» PROMPT
Collect every line of the listing below that contains the string "reflective", matching case exactly, and copy each one as it stands.
------ TASK DATA ------
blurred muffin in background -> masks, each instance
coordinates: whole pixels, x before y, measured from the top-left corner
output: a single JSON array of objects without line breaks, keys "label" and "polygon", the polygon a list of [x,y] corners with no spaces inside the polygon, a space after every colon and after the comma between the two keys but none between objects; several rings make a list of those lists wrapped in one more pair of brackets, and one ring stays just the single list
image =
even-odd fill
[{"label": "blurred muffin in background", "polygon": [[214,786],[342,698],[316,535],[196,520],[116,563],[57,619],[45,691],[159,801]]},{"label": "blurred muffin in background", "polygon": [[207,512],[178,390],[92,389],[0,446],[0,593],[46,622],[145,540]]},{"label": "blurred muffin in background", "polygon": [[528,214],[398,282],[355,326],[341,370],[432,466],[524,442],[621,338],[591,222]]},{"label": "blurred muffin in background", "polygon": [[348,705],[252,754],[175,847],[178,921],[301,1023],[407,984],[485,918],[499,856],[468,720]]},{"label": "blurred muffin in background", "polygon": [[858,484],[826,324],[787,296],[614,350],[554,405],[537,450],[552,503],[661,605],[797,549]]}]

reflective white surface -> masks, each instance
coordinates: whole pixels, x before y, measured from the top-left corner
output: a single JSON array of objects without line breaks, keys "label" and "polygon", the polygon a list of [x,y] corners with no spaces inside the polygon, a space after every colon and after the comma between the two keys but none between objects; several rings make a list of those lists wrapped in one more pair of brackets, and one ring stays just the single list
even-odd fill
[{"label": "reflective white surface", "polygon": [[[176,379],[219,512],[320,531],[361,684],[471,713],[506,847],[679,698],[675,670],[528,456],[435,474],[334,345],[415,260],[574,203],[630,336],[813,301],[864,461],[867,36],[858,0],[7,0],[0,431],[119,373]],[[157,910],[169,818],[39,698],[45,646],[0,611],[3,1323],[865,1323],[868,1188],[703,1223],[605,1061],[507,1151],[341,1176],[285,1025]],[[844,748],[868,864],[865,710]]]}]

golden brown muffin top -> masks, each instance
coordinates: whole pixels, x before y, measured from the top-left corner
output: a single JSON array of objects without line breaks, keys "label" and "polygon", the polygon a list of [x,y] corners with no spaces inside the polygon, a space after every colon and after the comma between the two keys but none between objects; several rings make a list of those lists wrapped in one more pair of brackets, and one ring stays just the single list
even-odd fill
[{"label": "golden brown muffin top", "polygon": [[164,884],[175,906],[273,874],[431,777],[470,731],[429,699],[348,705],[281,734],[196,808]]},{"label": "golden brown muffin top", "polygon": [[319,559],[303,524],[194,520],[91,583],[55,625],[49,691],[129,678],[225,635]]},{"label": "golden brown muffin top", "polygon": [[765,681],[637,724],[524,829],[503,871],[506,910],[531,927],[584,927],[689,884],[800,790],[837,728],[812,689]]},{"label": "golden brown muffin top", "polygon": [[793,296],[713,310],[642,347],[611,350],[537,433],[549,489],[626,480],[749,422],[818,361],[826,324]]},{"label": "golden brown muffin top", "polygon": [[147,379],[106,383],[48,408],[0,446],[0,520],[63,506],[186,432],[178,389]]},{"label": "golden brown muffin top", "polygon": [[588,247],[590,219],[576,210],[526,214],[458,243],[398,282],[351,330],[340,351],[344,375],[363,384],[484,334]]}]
------
» SOLUTION BELOW
reflective white surface -> masks, each instance
[{"label": "reflective white surface", "polygon": [[[176,379],[219,512],[320,531],[361,684],[471,713],[506,847],[679,698],[675,670],[528,456],[435,474],[334,345],[415,260],[574,203],[630,336],[813,301],[864,461],[867,36],[858,0],[7,0],[0,431],[119,373]],[[157,910],[169,818],[39,698],[45,646],[0,611],[3,1323],[865,1323],[868,1188],[703,1223],[605,1061],[507,1151],[341,1176],[285,1025]],[[844,748],[868,864],[865,710]]]}]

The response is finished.